- INSTRUCTIONS TO FOLLOW
For this exercise, repeat each entry exactly as written.

- DATA SUPPLIED
>>>>
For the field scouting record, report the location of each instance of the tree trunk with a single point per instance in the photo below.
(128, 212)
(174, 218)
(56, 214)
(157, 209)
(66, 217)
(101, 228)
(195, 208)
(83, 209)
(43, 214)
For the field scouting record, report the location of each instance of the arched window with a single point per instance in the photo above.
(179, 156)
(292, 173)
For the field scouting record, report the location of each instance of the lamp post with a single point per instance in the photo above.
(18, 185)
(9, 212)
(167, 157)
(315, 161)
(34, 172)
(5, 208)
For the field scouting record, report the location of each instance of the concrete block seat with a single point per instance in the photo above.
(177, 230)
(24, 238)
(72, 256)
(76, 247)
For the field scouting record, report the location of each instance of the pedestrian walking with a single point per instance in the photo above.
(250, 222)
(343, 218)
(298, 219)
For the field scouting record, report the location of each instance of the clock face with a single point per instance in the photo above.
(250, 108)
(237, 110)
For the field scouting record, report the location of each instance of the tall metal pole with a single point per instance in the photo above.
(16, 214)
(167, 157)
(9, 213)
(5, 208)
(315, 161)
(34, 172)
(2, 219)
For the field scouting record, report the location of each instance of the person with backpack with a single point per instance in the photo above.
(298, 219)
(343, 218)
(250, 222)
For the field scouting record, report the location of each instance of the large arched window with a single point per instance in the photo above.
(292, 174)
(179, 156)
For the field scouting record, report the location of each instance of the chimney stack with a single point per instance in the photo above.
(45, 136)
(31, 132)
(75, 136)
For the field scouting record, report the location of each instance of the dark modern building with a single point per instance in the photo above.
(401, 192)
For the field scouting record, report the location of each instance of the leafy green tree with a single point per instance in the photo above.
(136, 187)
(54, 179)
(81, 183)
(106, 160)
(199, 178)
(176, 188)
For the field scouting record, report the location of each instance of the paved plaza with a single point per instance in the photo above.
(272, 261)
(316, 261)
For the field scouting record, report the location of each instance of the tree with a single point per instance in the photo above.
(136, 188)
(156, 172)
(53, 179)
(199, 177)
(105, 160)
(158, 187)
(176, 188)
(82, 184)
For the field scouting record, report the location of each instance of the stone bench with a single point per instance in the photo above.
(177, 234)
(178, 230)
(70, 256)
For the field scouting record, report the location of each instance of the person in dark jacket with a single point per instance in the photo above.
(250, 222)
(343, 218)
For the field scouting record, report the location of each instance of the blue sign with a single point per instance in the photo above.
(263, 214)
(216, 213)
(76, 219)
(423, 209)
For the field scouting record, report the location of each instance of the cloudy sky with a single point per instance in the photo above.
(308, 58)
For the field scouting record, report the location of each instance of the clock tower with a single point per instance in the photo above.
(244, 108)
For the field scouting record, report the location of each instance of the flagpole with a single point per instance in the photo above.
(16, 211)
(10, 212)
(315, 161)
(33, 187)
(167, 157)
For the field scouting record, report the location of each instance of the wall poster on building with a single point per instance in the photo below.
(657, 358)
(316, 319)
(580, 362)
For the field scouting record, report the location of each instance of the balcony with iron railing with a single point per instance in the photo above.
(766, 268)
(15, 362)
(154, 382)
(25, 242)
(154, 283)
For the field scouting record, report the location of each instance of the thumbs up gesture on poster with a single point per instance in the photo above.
<<<<
- TASK SOLUTION
For the field scouting record, report the location of each instance of the tree trunk with a single point per instance in the photo below.
(128, 212)
(174, 218)
(56, 214)
(157, 209)
(66, 217)
(101, 228)
(195, 208)
(83, 209)
(43, 214)
For the field scouting record, report the location of each instance of the arched window with a single point per instance in the photo above.
(179, 156)
(292, 173)
For the field scouting record, report the location of each instance of the lamp post with a single point per instance in the photo above.
(18, 185)
(9, 212)
(167, 157)
(315, 161)
(34, 172)
(5, 208)
For the field scouting record, report the location of each instance of the concrete block seat with a single point per instance in the photo above.
(177, 230)
(24, 238)
(72, 256)
(76, 247)
For the field scouting record, report the location of each instance of the pedestrian walking with a single point per instance in the photo above.
(250, 222)
(343, 218)
(298, 219)
For the field scouting record, report the location of each instance of the clock face with a single point per instance in the photo above.
(250, 108)
(237, 110)
For the field scouting record, report the location of each instance of the tall metal pole with a single point per instance in the photo above.
(16, 214)
(167, 157)
(9, 213)
(5, 208)
(315, 161)
(34, 172)
(2, 219)
For the field scouting record, report the location of each instance of the person with backpack with a single point per instance in the photo above.
(298, 219)
(343, 218)
(250, 222)
For the field scouting record, report the location of each instance of the large arched window with a single point per instance in the photo above.
(292, 174)
(179, 156)
For the field scouting record, report the location of each instance of the chimney stack with a single point per instance in the photo above.
(45, 136)
(31, 132)
(75, 136)
For the field scouting record, report the location of each instance of the dark modern building with a single point per instance in the photo above.
(401, 192)
For the field scouting record, report the location of each instance of the leafy green tree with a single point per instance in the photo above.
(136, 187)
(54, 179)
(81, 183)
(106, 160)
(199, 178)
(176, 188)
For the field scouting record, report the location of each instance of the paved plaza with a single point per instance in the photo above.
(272, 261)
(316, 261)
For the field scouting record, report the location of each instance of the tree with a single point per instance in the photo above.
(136, 188)
(156, 172)
(53, 179)
(199, 177)
(105, 160)
(158, 187)
(176, 188)
(82, 184)
For the field scouting record, report the location of each instance of the stone bench with a single point per instance in the photo above.
(177, 234)
(178, 230)
(70, 256)
For the field scouting record, report the location of each instance of the person in dark jacket with a single point per instance in the photo above.
(250, 222)
(343, 218)
For the field scouting record, report the location of each instance of the blue sign with a single point per instance in the photo above.
(263, 214)
(216, 213)
(76, 219)
(423, 209)
For the field scouting record, report the location of each instance of the cloudy sky with a single point per instance in the photo above.
(308, 58)
For the field scouting record, report the location of each instance of the clock tower with a single point per instance in the photo above.
(244, 108)
For the field scouting record, report the location of each instance of the flagpole with a single point per instance in the photo above.
(16, 211)
(10, 212)
(315, 161)
(33, 187)
(167, 157)
For the field scouting record, report the location of each instance of the wall poster on building with a single point per instance in the photo below.
(657, 358)
(316, 319)
(580, 362)
For the field scouting record, report the location of each instance of the balcony with iron railing with a single point per instance in the photo above.
(766, 268)
(15, 362)
(154, 382)
(25, 242)
(154, 283)
For the field scouting record, report the location of each instance of the thumbs up gesture on poster with a single point per instance in the photo above.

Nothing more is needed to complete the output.